----- SOURCE EXTRACT -----

New challenges: information technologies and e-democracy

The democracy has changed during the past two decades. The pace of change is accelerating, however transforming democracy through the use of new information technologies has just scratched the surface. Over the next few decades democracy might evolve for the better and new ways that will allow people to improve their lives will appear. People may communicate with each other and with the authorities more freely, to associate into groups of interest more easily; they will soon be able to vote online and to actively participate in all the stages of the decision-making by the authorities: evaluation of needs, gathering of information, decision taking, evaluation and correction of action...

The increased participation is to be welcomed; however, risks exist and they should be dealt with. Some say that the Internet will save the democracy, bringing it closer to citizens, empowering people, creating and reinforcing communities and making transparency effective; yet some other fear that new technologies might bring about a merciless unlimited e-voting democracy which would neglect the protection of basic human rights, where the digital divide will increase both between and within countries, where the technologically savvy will rule the world and the majority’s decision will make it impossible to protect the minorities.

Both hopes and fears might be exaggerated; however, the Council of Europe, who places human rights and democracy at the core of its interest, has launched several activities in order to examine these questions and to help to find standards, tools and means which would help to maximise the benefits of new technologies for the democracy while minimising the risks.

-----

BRIEF 1 -> Condense the paragraph of the e-democracy text that begins "The increased participation is to be welcomed" into a short list, keeping its main facts.
BRIEF 2 -> Rename "authorities" as "officials" in the e-democracy text, giving it again starting with "The democracy has" and going on through "correction of action...".
The records that come after this point are separate from the e-democracy text.

----- DATA SECTION -----

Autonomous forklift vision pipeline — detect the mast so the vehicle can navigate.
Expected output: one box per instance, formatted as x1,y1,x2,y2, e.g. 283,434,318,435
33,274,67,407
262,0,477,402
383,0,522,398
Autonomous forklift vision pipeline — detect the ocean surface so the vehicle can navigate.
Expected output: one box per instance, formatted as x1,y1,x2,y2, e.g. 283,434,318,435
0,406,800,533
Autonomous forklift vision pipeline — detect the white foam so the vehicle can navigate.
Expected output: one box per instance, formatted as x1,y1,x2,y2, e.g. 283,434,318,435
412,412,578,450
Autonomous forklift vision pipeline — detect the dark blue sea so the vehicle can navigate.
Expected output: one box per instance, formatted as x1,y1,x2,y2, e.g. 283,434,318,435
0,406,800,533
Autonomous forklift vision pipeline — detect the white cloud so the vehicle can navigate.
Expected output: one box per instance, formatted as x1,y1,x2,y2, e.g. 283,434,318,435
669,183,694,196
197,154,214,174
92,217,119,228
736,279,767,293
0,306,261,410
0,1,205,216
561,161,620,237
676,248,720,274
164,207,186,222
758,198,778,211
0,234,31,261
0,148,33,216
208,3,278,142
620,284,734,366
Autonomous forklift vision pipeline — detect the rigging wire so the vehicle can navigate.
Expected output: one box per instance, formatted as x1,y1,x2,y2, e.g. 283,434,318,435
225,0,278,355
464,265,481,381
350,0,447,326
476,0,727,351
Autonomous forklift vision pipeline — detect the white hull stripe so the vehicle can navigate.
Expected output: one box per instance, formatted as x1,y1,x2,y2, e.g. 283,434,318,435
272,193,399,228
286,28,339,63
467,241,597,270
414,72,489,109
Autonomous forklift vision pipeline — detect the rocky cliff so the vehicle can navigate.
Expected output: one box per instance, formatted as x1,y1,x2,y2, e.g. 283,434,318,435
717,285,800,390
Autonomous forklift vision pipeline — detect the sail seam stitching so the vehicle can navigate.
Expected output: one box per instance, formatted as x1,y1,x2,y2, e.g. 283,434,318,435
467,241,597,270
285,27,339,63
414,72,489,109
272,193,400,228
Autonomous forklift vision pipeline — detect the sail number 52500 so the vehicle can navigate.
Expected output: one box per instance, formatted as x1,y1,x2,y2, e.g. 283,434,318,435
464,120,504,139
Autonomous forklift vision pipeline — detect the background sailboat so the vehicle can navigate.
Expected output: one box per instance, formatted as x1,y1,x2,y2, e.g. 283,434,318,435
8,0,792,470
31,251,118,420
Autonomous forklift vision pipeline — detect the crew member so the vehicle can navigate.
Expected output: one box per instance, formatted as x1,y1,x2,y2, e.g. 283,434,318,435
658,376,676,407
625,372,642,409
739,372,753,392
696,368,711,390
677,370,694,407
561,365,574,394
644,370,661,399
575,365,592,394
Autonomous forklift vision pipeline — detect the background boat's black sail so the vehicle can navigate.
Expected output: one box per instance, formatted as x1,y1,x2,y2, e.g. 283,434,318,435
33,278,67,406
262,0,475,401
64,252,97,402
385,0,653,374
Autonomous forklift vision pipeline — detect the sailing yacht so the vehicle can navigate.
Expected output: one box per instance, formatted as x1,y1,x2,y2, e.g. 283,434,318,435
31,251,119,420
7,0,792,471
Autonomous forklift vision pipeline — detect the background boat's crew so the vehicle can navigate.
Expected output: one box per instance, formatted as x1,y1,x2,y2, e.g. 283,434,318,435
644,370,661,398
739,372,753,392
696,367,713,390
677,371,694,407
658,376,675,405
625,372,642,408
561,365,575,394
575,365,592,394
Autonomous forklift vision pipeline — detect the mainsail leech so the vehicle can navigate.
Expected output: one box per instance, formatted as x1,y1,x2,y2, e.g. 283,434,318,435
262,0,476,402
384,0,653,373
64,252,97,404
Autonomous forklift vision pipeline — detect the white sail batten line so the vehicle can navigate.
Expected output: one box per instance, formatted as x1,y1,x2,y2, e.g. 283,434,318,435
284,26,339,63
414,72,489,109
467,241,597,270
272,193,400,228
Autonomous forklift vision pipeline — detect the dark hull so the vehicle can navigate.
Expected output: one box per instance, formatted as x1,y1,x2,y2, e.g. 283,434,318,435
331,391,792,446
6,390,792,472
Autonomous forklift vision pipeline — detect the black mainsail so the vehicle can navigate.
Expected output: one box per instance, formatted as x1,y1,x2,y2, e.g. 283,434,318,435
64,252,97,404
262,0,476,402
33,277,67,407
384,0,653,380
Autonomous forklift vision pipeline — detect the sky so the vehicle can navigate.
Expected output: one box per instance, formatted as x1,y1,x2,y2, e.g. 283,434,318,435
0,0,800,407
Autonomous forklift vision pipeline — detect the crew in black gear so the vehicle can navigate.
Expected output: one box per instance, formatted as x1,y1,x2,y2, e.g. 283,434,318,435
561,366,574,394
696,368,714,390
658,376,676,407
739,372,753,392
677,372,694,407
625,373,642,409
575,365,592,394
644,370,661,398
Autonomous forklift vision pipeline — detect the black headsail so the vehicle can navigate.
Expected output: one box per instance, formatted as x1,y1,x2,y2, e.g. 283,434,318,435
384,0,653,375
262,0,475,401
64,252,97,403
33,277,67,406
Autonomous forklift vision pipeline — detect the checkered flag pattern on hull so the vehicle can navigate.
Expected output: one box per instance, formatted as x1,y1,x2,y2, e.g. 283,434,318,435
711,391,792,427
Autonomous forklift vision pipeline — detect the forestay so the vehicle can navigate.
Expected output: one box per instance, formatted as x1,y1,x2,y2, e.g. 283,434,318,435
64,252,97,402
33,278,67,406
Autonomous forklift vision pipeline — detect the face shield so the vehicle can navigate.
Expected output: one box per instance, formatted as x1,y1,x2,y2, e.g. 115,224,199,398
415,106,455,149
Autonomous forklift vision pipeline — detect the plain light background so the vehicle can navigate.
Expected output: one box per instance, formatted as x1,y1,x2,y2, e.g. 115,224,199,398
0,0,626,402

-----

FINAL ANSWER 1 ->
- Greater participation is welcome, but its risks must be dealt with.
- Some say the Internet will save democracy by bringing it closer to citizens, empowering people, building and strengthening communities, and making transparency effective.
- Others fear a merciless, unlimited e-voting democracy that would:
  - neglect the protection of basic human rights,
  - widen the digital divide between and within countries,
  - let the technologically savvy rule the world,
  - make it impossible to protect minorities against majority decisions.

FINAL ANSWER 2 ->
The democracy has changed during the past two decades. The pace of change is accelerating, however transforming democracy through the use of new information technologies has just scratched the surface. Over the next few decades democracy might evolve for the better and new ways that will allow people to improve their lives will appear. People may communicate with each other and with the officials more freely, to associate into groups of interest more easily; they will soon be able to vote online and to actively participate in all the stages of the decision-making by the officials: evaluation of needs, gathering of information, decision taking, evaluation and correction of action...